----- Data shown

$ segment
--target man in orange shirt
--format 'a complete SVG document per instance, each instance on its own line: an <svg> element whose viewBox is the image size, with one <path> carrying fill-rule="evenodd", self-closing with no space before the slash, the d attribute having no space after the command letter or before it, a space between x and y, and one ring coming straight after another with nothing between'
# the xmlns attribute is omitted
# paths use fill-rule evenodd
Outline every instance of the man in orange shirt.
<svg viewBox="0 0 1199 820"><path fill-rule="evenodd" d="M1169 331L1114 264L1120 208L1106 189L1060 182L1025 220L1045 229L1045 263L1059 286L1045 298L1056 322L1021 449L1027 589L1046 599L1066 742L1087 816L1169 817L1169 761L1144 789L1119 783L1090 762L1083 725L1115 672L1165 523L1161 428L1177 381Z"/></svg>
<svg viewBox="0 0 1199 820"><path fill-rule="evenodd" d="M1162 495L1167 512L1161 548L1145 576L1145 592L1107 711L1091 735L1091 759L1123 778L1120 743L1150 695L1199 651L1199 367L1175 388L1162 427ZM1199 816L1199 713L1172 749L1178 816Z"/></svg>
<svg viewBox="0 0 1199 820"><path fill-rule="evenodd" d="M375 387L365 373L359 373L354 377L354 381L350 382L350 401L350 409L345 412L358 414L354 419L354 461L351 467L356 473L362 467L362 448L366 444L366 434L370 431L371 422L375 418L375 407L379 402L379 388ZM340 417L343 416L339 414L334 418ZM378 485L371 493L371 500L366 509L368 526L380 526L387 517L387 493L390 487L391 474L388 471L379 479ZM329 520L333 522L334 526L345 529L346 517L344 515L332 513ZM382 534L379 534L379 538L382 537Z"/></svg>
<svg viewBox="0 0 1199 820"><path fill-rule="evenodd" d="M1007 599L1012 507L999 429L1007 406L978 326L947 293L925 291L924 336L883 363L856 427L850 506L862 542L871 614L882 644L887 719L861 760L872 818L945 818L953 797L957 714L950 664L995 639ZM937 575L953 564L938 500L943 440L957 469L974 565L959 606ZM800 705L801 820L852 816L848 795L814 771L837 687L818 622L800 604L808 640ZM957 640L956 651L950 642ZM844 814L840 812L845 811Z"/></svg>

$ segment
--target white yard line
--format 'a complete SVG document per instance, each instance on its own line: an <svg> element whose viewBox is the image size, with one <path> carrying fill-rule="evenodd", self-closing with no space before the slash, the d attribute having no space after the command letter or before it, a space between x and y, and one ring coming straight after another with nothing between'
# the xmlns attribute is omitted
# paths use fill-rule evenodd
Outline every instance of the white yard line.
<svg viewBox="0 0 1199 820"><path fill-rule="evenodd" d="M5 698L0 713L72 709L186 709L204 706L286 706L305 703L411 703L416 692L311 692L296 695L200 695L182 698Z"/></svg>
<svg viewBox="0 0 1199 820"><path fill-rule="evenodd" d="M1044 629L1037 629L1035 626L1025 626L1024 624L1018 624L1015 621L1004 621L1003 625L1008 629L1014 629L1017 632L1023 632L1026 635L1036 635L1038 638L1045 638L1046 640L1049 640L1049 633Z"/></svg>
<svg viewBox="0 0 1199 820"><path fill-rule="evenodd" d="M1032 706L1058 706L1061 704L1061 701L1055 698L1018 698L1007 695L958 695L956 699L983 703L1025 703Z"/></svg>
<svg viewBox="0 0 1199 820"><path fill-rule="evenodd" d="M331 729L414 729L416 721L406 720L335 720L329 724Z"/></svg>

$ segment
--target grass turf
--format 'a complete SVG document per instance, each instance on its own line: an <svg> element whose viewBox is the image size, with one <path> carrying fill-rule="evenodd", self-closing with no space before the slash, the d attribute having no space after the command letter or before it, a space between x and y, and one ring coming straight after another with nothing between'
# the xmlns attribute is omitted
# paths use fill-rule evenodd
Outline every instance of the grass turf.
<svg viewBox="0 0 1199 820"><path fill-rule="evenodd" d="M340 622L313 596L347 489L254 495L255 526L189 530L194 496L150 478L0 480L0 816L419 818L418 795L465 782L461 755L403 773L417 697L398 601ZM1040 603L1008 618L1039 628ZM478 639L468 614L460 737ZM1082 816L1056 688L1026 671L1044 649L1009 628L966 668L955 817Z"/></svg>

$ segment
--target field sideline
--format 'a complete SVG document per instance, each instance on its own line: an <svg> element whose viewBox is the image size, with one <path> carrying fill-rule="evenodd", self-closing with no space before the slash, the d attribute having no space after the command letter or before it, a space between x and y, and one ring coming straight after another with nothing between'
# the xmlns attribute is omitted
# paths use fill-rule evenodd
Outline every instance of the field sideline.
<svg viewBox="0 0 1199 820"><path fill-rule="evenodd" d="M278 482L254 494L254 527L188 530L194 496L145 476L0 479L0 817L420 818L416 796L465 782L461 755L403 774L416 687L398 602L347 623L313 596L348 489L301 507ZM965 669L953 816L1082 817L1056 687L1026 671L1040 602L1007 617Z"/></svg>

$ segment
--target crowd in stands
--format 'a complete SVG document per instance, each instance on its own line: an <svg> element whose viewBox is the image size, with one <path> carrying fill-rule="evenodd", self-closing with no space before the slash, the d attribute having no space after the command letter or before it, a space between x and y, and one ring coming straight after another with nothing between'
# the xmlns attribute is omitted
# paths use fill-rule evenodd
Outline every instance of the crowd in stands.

----------

What is expected → Using the records above, select and copy every line that has the word "crowd".

Response box →
--target crowd in stands
Outline every instance of the crowd in stands.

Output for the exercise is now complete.